▶ [WORK INSTRUCTIONS]:
An exact transcription of all the entries is needed; pictures stay out.

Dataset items
▬▬▬▬▬▬▬▬▬▬

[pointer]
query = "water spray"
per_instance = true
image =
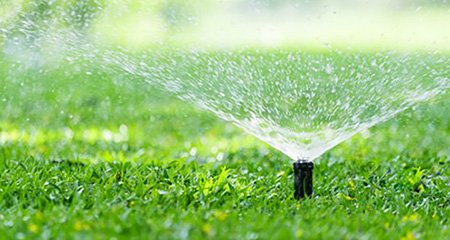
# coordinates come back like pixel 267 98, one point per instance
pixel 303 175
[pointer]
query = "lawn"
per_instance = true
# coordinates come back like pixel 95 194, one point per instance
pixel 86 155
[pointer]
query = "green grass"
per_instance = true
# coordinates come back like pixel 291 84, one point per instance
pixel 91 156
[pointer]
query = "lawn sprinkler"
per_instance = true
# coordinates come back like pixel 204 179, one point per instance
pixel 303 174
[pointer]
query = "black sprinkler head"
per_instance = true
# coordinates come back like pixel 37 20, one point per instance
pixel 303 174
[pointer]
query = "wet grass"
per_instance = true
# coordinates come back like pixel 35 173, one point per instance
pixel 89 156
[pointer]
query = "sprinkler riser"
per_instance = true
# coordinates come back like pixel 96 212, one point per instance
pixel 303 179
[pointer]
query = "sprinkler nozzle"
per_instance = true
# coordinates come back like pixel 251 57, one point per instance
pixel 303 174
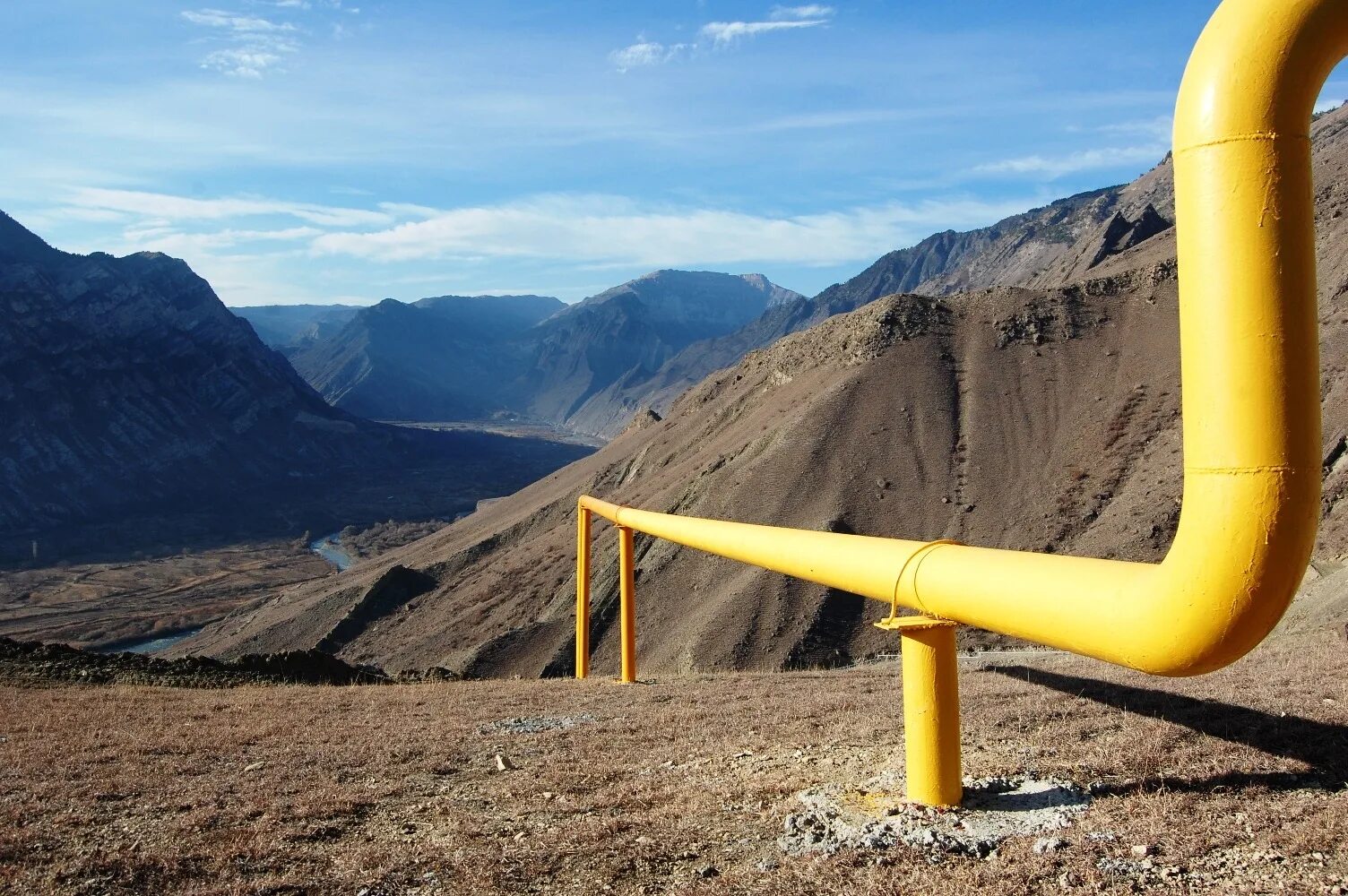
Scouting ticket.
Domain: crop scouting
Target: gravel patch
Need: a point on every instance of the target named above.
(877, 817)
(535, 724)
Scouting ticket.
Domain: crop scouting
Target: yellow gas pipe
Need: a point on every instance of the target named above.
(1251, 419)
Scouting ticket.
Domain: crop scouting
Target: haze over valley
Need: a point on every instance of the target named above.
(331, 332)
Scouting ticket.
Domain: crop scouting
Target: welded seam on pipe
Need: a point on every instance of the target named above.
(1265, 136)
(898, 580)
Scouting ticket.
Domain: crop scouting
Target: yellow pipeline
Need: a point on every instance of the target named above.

▬▬▬▬▬▬▬▬▬▬

▶ [RESULT]:
[pointer]
query = "water spray"
per_instance = true
image =
# coordinates come back like pixel 267 98, one point per instance
pixel 303 175
[pointer]
query = "lawn"
per_instance = true
# coordinates come back like pixel 95 194, one point per instance
pixel 86 155
[pointer]
query = "green grass"
per_instance = true
# coordinates come back like pixel 291 84, one point per instance
pixel 91 156
[pointer]
query = "lawn sprinkler"
per_instance = true
# coordinates come back like pixel 204 179, one point per instance
pixel 303 174
[pointer]
query = "black sprinkler head"
per_instance = true
# coordinates come back like pixel 37 20, one point per instance
pixel 303 174
[pointer]
query = "wet grass"
per_instance = true
# coordinates come back like pixel 35 173, one point per instance
pixel 89 156
[pointer]
query = "sprinkler riser"
per_instance = true
# coordinates come back like pixel 96 212, one point per instance
pixel 303 179
[pointer]
query = "sprinkler nozzle"
per_instance = true
# coordinates come back like pixel 251 57, one point per instance
pixel 303 174
Scouting ticket.
Domain: crop scouting
Target: gravel patch
Need: a point on every instance of the target named above.
(877, 817)
(535, 724)
Scouting ticket.
Domain: crop scouting
Target: yellow gas pipe
Need: a point on every instance of the target named above.
(1251, 419)
Scouting ticket.
Domain: crop scouting
Target: haze over valley
Need: a point on every instance of the target named above.
(331, 332)
Scouting ticket.
Domain: crop scouting
Target: welded seam on pipe
Need: a point on every instance of the target named above.
(1265, 136)
(898, 580)
Scouting ticket.
Domain: crop scouting
Target: yellow pipeline
Need: a point on every instance of the target named above.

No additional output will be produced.